What the exercise asks:
Set down all of the records below exactly, please, omitting the images.

:: Data extracts

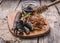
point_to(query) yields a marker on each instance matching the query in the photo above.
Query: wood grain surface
(52, 15)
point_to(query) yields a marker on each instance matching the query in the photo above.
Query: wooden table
(52, 15)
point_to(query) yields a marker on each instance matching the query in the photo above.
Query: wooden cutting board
(43, 31)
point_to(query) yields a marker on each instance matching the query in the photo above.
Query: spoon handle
(53, 3)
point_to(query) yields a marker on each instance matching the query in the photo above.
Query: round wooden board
(10, 21)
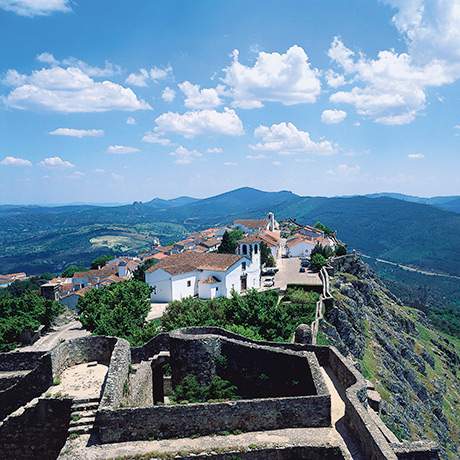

::::

Solution below:
point_to(query) yields a marker on each instance matching the query in the photo above.
Query: wood grain surface
(52, 15)
point_to(query) yields a marker on each instance matching the query in the photo above.
Query: wooden table
(52, 15)
point_to(query) yields a marker on each instance matching the query in the photo above.
Query: wooden cutting board
(43, 31)
point_to(query) yields a marker on each instance matching the query in the photo above.
Query: spoon handle
(53, 3)
point_to(query) yields a marker on each instance matching the query in the photo above.
Query: round wooden board
(10, 21)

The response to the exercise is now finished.